(Extract):
┌──
Shortly after leaving the cheetah, we run into a herd of cattle once again. Are the pastoralists bringing cattle into this circuit because the thickets give them better cover against KWS rangers? Or do they overrun the more open Salaita circuit anyway at other times? Has the grazing outside the park been already depleted despite the excellent recent rains? If so, what precisely is the scale of overstocking? I retire, pondering these questions.

 

On the one hand, I know very well the general plight pastoralists often face. On the other hand, some of these trespassing pastoralists are said to be bringing cattle belonging to “cattle barons”, not to your proverbial poor, struggling people. If so, my sympathy and understanding do not extend to the former. One thing is clear: Kenya needs to figure this thing out. Conservation in Kenya is intricately linked to tourism. Further debasement of national parks and reserves from livestock incursions could translate to fewer tourists, which in turn could lead to further debasement of these protected areas. “Secondary” parks with limited popularity and relatively little management attention such as Tsavo are particularly vulnerable. Since last year’s widespread cattle incursions into many protected areas and private properties, the government of Kenya has made a lot of noise regarding tackling this issue head on. At least in this one corner of Tsavo West, I am not seeing progress – even after excellent rains. So, what will it be? It’s either upward spiral or downward spiral from here.
└──
(Problem to work on): Please quote the passage about cattle in Tsavo West word for word, starting at "Shortly after leaving" and stopping after "pondering these questions.". The entries have no connection to the passage about cattle in Tsavo West.

(Data lines):
┌──
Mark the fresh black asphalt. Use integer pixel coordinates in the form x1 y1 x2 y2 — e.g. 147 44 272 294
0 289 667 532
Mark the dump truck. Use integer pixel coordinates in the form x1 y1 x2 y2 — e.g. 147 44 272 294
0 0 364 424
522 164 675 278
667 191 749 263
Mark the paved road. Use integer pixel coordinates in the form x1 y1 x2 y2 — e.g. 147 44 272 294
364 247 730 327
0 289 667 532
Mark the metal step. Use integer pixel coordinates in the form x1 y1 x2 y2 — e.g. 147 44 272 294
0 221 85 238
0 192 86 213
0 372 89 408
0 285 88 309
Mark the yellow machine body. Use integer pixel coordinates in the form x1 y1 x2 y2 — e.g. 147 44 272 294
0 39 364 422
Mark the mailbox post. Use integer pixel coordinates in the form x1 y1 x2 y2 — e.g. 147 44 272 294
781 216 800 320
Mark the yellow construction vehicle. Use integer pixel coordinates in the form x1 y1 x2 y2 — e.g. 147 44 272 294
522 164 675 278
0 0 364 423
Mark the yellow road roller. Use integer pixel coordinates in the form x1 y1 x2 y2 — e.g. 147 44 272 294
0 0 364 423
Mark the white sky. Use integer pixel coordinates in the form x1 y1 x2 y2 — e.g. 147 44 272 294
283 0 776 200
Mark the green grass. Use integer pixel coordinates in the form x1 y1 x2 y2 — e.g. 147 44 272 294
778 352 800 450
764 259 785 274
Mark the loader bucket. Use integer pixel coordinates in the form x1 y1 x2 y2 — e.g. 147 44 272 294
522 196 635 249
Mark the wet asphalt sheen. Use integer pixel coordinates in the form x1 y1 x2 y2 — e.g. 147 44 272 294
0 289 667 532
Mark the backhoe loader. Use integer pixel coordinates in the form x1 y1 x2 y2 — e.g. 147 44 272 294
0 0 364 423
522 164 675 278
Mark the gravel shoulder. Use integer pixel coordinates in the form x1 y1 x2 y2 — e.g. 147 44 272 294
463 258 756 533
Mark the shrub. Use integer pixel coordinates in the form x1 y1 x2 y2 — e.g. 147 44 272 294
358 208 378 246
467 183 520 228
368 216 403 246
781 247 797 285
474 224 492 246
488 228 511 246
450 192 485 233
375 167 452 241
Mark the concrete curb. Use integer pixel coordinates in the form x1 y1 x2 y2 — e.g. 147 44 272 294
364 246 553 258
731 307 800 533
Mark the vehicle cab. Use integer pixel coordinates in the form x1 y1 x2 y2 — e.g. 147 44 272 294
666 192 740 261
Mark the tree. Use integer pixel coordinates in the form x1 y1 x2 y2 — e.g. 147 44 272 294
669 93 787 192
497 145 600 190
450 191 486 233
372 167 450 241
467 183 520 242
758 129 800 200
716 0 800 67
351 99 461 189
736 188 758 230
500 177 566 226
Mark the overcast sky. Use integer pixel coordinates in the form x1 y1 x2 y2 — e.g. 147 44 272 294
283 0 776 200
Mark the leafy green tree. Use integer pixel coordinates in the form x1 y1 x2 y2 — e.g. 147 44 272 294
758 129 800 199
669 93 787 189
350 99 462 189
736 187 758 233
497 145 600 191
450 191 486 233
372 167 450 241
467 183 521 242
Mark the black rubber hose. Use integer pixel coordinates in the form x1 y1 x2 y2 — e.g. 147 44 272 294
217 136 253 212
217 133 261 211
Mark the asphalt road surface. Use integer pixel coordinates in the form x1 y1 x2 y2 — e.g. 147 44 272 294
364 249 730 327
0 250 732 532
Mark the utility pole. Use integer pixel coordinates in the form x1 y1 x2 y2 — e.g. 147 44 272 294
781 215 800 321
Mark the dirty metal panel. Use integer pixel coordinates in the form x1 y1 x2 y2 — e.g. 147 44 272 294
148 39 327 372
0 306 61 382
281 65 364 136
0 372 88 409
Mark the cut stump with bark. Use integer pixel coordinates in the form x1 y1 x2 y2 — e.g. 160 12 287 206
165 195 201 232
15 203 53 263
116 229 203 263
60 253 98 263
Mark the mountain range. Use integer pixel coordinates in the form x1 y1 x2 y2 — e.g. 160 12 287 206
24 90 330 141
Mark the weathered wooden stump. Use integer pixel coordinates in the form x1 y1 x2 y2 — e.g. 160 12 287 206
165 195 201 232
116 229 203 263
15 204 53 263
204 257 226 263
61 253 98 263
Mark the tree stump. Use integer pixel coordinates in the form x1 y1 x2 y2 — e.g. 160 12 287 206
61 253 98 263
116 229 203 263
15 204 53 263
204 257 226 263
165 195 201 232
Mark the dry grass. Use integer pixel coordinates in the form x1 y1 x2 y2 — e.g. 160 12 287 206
└──
(Reply to the exercise):
Shortly after leaving the cheetah, we run into a herd of cattle once again. Are the pastoralists bringing cattle into this circuit because the thickets give them better cover against KWS rangers? Or do they overrun the more open Salaita circuit anyway at other times? Has the grazing outside the park been already depleted despite the excellent recent rains? If so, what precisely is the scale of overstocking? I retire, pondering these questions.